[Segmentation material]
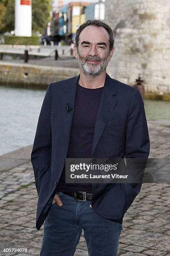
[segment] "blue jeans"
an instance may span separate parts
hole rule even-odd
[[[40,256],[73,256],[82,229],[90,256],[116,256],[122,224],[103,218],[89,207],[58,192],[62,206],[52,203],[45,219]]]

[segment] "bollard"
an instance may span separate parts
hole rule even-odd
[[[72,48],[70,49],[70,55],[73,55],[73,49]]]
[[[57,50],[55,50],[55,60],[57,60],[58,59],[58,51]]]
[[[24,62],[28,62],[28,51],[25,50],[24,52]]]

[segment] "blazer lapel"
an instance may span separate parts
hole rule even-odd
[[[75,95],[78,82],[80,75],[75,77],[71,84],[67,84],[65,87],[62,98],[63,105],[63,125],[65,138],[67,148],[67,157],[71,137],[71,131],[74,110],[68,112],[65,104],[68,103],[70,108],[75,106]],[[105,128],[112,112],[116,105],[118,99],[115,95],[117,92],[113,80],[106,74],[105,84],[101,97],[99,108],[97,116],[92,141],[91,157],[97,146],[99,140]]]

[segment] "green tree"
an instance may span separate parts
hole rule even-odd
[[[10,31],[15,28],[15,0],[6,1],[6,10],[4,19],[6,31]]]
[[[41,32],[50,20],[51,0],[32,0],[32,29]]]

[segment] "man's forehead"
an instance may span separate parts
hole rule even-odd
[[[81,32],[79,36],[80,41],[89,42],[105,42],[109,40],[109,36],[106,29],[103,27],[89,26]]]

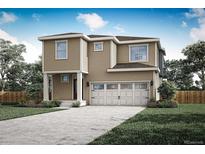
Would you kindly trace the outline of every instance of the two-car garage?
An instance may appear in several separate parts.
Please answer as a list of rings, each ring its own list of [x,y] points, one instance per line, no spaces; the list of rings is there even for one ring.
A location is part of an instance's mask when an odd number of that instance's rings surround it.
[[[146,105],[149,82],[91,83],[92,105]]]

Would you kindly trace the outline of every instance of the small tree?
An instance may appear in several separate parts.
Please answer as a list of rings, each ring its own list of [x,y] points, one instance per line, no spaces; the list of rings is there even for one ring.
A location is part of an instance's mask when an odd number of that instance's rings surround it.
[[[198,75],[202,90],[205,90],[205,41],[187,46],[182,53],[186,56],[189,68]]]
[[[171,82],[162,81],[162,84],[158,88],[158,92],[162,99],[172,99],[175,95],[175,87]]]

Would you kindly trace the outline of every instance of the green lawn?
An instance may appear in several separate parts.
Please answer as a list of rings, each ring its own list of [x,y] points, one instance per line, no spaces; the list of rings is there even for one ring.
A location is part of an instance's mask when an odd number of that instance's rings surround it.
[[[35,114],[53,112],[53,111],[58,111],[58,110],[59,109],[52,109],[52,108],[0,106],[0,121],[30,116],[30,115],[35,115]]]
[[[205,144],[205,104],[147,108],[90,144]]]

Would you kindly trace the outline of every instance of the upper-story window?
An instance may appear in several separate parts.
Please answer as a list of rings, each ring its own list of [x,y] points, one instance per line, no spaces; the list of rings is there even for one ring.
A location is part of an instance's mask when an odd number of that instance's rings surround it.
[[[94,51],[103,51],[103,42],[94,42]]]
[[[61,74],[61,82],[64,82],[64,83],[69,82],[69,75],[68,74]]]
[[[68,59],[67,40],[55,41],[56,59]]]
[[[130,45],[129,46],[130,62],[147,62],[148,61],[148,44]]]

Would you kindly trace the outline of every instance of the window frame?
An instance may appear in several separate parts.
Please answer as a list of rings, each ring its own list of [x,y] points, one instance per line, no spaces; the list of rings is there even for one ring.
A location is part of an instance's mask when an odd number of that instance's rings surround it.
[[[102,45],[102,48],[101,48],[100,50],[97,50],[97,49],[95,48],[95,45],[98,44],[98,43],[100,43],[100,44]],[[96,52],[102,52],[102,51],[103,51],[103,42],[94,42],[94,43],[93,43],[93,46],[94,46],[94,47],[93,47],[93,48],[94,48],[94,51],[96,51]]]
[[[132,60],[131,58],[131,47],[140,47],[146,46],[147,47],[147,59],[146,60]],[[149,44],[132,44],[129,45],[129,62],[148,62],[149,61]]]
[[[66,44],[66,56],[65,56],[65,58],[58,58],[57,57],[57,44],[58,43],[60,43],[60,42],[65,42],[65,44]],[[68,40],[57,40],[57,41],[55,41],[55,59],[56,60],[65,60],[65,59],[68,59]]]
[[[64,75],[66,75],[66,76],[68,77],[68,81],[62,80]],[[61,81],[61,83],[69,83],[69,81],[70,81],[70,75],[69,75],[69,74],[61,74],[61,75],[60,75],[60,81]]]

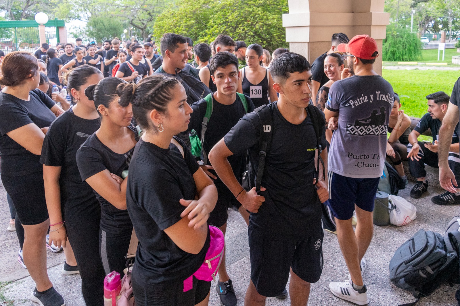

◆ **Aim**
Starting at the line containing "the window frame?" and ending at the last line of the material, rewrite those lines with "window frame" swapped for "window trim" and everything else left as it is. Leave the pictures out of your answer.

◆ **Output for this exercise**
Would you kindly trace the outline of every instance of the window trim?
An instance may appear in several separate parts.
Please answer as a list of rings, each ring its own list of [x,y] points, one instance per line, no spaces; the list of rings is there even for one ring.
A location is part of an instance's mask when an odd number of that instance's rings surround it.
[[[102,45],[102,48],[101,48],[100,50],[97,50],[97,49],[95,48],[95,45],[98,44],[98,43],[100,43],[100,44]],[[96,52],[102,52],[102,51],[103,51],[103,42],[94,42],[94,43],[93,43],[93,46],[94,46],[94,47],[93,47],[93,48],[94,48],[94,51],[96,51]]]
[[[132,60],[131,58],[131,47],[140,47],[146,46],[147,47],[147,59],[146,60]],[[149,44],[132,44],[129,45],[129,62],[148,62],[149,61]]]
[[[66,44],[66,56],[65,56],[65,58],[58,58],[57,57],[57,44],[58,43],[60,43],[60,42],[65,42],[65,44]],[[68,40],[57,40],[57,41],[55,41],[55,59],[56,60],[65,60],[65,59],[68,59]]]
[[[64,75],[66,75],[66,76],[68,77],[68,81],[62,80]],[[61,81],[61,83],[69,83],[69,81],[70,81],[70,75],[69,75],[69,74],[61,74],[61,75],[60,75],[60,81]]]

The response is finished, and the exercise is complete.